→ **DATA TO PROCESS**
——————
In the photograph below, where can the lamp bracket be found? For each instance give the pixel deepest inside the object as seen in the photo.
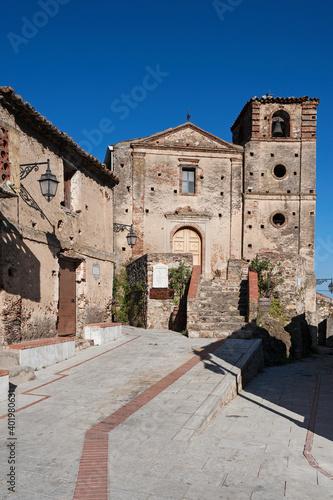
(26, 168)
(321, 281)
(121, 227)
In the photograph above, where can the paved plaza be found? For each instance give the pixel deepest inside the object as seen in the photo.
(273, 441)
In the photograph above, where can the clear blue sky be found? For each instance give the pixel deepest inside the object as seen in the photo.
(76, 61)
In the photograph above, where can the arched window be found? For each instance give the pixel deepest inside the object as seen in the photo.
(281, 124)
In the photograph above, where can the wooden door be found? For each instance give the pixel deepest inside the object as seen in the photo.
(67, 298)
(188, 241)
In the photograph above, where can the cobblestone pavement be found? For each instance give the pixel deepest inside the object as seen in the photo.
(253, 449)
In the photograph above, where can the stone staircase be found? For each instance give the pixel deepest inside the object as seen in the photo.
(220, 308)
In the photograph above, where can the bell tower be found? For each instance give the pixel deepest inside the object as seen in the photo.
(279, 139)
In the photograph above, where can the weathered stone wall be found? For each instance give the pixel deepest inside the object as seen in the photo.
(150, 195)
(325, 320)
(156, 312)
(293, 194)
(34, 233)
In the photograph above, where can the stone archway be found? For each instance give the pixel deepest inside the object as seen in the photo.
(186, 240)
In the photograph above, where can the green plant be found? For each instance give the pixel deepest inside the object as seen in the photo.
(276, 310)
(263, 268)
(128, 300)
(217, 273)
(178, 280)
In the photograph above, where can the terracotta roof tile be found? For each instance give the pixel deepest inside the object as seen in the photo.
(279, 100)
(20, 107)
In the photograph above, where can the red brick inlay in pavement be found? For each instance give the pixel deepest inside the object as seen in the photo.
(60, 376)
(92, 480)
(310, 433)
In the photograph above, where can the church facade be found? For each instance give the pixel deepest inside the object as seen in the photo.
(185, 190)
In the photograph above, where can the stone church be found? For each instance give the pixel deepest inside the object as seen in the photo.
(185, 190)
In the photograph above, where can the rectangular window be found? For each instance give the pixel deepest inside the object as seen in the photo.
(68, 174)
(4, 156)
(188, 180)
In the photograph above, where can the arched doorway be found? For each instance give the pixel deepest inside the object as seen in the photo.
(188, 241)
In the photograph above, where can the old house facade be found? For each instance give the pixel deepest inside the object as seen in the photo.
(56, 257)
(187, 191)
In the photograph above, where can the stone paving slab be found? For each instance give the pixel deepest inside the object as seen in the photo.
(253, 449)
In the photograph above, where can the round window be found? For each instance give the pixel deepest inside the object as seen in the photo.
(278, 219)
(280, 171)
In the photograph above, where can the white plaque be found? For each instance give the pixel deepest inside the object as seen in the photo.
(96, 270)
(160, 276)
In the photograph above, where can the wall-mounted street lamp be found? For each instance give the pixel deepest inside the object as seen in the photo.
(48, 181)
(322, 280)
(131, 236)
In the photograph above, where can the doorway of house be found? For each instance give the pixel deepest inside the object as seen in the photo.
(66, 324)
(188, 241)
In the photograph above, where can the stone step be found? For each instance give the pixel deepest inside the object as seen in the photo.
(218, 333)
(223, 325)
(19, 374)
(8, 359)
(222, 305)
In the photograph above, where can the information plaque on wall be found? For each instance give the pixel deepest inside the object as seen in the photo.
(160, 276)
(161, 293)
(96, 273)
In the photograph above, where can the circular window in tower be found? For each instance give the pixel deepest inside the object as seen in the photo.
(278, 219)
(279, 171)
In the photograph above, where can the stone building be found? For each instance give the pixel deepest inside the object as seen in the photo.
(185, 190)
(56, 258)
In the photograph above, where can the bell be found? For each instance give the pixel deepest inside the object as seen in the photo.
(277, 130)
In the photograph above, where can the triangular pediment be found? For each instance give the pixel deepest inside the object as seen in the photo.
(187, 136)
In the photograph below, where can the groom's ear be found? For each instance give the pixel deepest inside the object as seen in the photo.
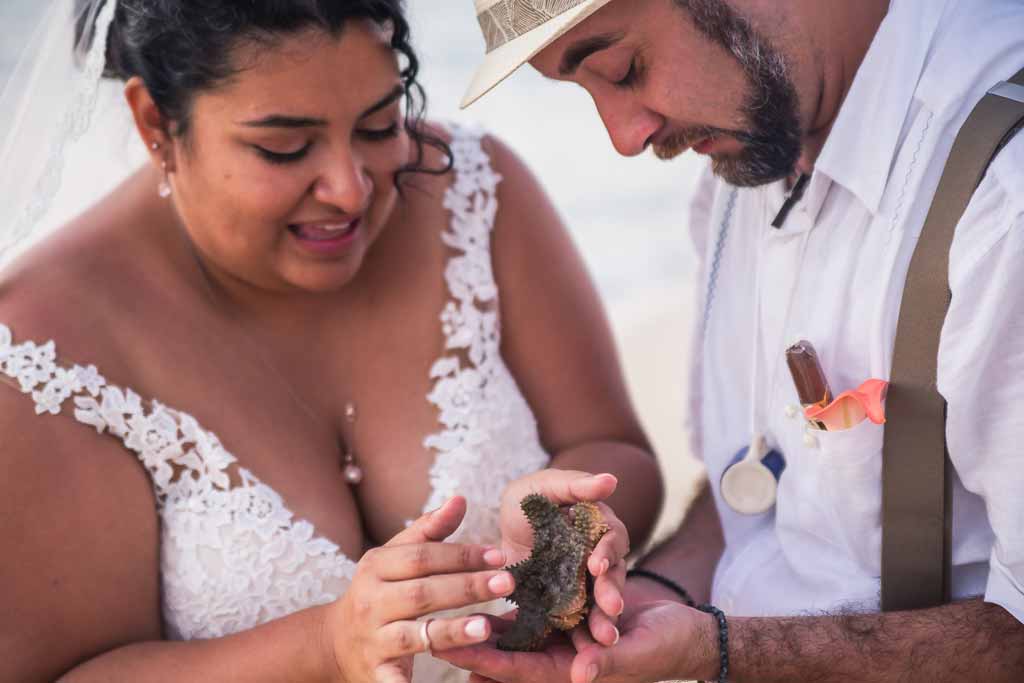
——————
→ **YOUR ASSIGNMENT**
Could you restate every record above word for word, leaving the pictures out?

→ **RESULT FOR THIS EXERCISE**
In the photograph below, where can the lamp bracket be found? For each instance give the pixel deepest inside the object as seen in the photo.
(26, 168)
(321, 281)
(121, 227)
In the photograph above, where can the paved plaza be found? For each instance give the pixel deepest inside the object as seen in the photo.
(273, 441)
In the photograph above, where can the clear blue sky be found? For each instance give the pixel deepest inside the object as seen in the photo.
(76, 61)
In the photograph above, where can the arched window be found? For each instance give the pixel deepest inside the object as seen in the photo.
(281, 124)
In the photograph above, where can the wooden door be found? For each instance give the pixel deepest inside the object as seen in the photo.
(67, 298)
(188, 241)
In the photograph above, where can the cobblestone pavement be found? For each instance give the pixel deepest inside the object as seen in the photo.
(253, 449)
In the photograph above, where can the stone staircase be found? For each instance give the pixel deepest inside the object as seen in the photo.
(220, 308)
In the photograph above, where can the bell tower be found? For each instance give the pixel deepest inside the object as seen in the photo.
(279, 139)
In the photograph above, where can the weathered stone wall be found? For each instance give the pixel deepest inside the object as seen in the photo.
(150, 195)
(325, 320)
(156, 312)
(293, 194)
(34, 233)
In the photograph above, where can the stone archway be found? For each instance give the pixel deepest inside the object as seen in the photo.
(186, 240)
In the photograph above, where can the green plant be found? For each instance give the pixel deepest inside the object as seen in the photo.
(276, 310)
(263, 268)
(128, 300)
(217, 273)
(178, 280)
In the photograph above, where can the terracotta roof tile be found? For each instance give the pixel deepest inside the object as seen in the photo.
(279, 100)
(20, 107)
In the photograph above, where can the red brick inlay in pavement be found? For each instance give the pixel deepest inside the object as seen in the photo.
(60, 376)
(92, 480)
(310, 433)
In the photograph above, where can the church facade be found? For each instance give the pixel deepest inside the object as seen in the photo.
(185, 190)
In the photograph above, where can the stone church be found? For each instance give the pixel deepest inside the object as seen in the photo.
(185, 190)
In the photograph above, where can the rectangular window be found? For each instance give the pixel deepest inside the object as seen in the photo.
(68, 174)
(4, 156)
(188, 180)
In the photograph above, where can the arched doorway be found? For each instance give the pixel deepest inside the object as seen in the photo.
(188, 241)
In the photograph above, where can the old house facade be found? For each instance give the pixel deepest inside the object as seen in the photo.
(56, 257)
(187, 191)
In the photograph above, where can the stone paving slab be found? For each instance give the pixel deepest inside the object as seen in the photo.
(253, 449)
In the photograph above, where can the round window be found? For each instance give the pixel deepest inside the object as seen in the photo.
(278, 219)
(280, 171)
In the photograph above, where can the white plaque be found? For each instance give the pixel deepest inside the object as seen in the photo.
(96, 270)
(160, 276)
In the photograph above, where can the wall-mounted street lamp be found? For each instance give the pixel deepest inside the object as seen in the photo.
(48, 181)
(322, 280)
(131, 236)
In the photograph above, where can the doorway of house be found? For each instance give the pixel deepest inside the object as seen in the photo.
(66, 324)
(188, 241)
In the photograph above, where can the stone step be found? For each instance give the pixel deepest inside the object as seen in the photo.
(218, 333)
(223, 325)
(19, 374)
(8, 359)
(222, 305)
In the photograph above, where can the information plaque on wall be found? For each instance give the pixel deepest inside the object as seen in the photo.
(160, 276)
(161, 293)
(96, 273)
In the photograph above, where can the circular window in tower be found? For each instance give the pixel deepest inside the object as seen in the photo.
(278, 219)
(279, 171)
In the photograph above, where can the stone building be found? For each instance give the pixel deepest inside the object as seen in the photo.
(185, 190)
(56, 258)
In the photograph above, where can the bell be found? For each instance give the pixel deepest inside the object as seen in the photo.
(277, 130)
In the photograph above, where can the triangular pediment be found? For each instance give the pixel deepest inside the object as seen in the photo.
(187, 136)
In the photograph below, where can the groom's ear be found? For each instance give the pixel deepest inside the object as seen in the photo.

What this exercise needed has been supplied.